● **Supplied material**:
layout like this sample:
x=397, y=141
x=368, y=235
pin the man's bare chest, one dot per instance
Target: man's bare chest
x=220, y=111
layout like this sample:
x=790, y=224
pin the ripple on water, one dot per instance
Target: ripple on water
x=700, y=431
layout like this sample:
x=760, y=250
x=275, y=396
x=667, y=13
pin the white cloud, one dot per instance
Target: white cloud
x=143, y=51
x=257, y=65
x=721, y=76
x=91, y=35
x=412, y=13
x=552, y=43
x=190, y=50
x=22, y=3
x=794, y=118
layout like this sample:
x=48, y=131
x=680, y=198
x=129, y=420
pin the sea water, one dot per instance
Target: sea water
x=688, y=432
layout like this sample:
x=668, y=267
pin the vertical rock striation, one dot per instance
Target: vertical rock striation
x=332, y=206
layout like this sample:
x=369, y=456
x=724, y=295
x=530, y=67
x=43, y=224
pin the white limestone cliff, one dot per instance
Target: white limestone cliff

● **What is being asked**: Copy out all of the material above, labeling instructions included. Add 104 to every x and y coordinate in the answers, and leave the numbers in the instructions and layout samples unchanged.

● **Finished answer**:
layout like this sample:
x=397, y=141
x=368, y=235
pin the man's bare chest, one dot per instance
Target: man's bare chest
x=324, y=215
layout like this sample:
x=790, y=224
pin the ripple on water, one dot per instance
Target: ripple on water
x=804, y=535
layout like this sample:
x=760, y=250
x=275, y=396
x=667, y=13
pin the white cloud, one dot per instance
Target: white cloud
x=247, y=155
x=361, y=169
x=825, y=180
x=195, y=139
x=516, y=117
x=656, y=147
x=294, y=154
x=126, y=107
x=898, y=222
layout like this sample:
x=48, y=131
x=680, y=198
x=129, y=420
pin the sea water, one dot per instance
Target: sea water
x=792, y=536
layout like this sample:
x=668, y=267
pin the vertical rock striation, one dot per instance
Target: vertical rock striation
x=436, y=310
layout like this sample:
x=369, y=456
x=724, y=295
x=530, y=67
x=43, y=224
pin the white limestone cliff, one dot per instance
Target: white limestone cliff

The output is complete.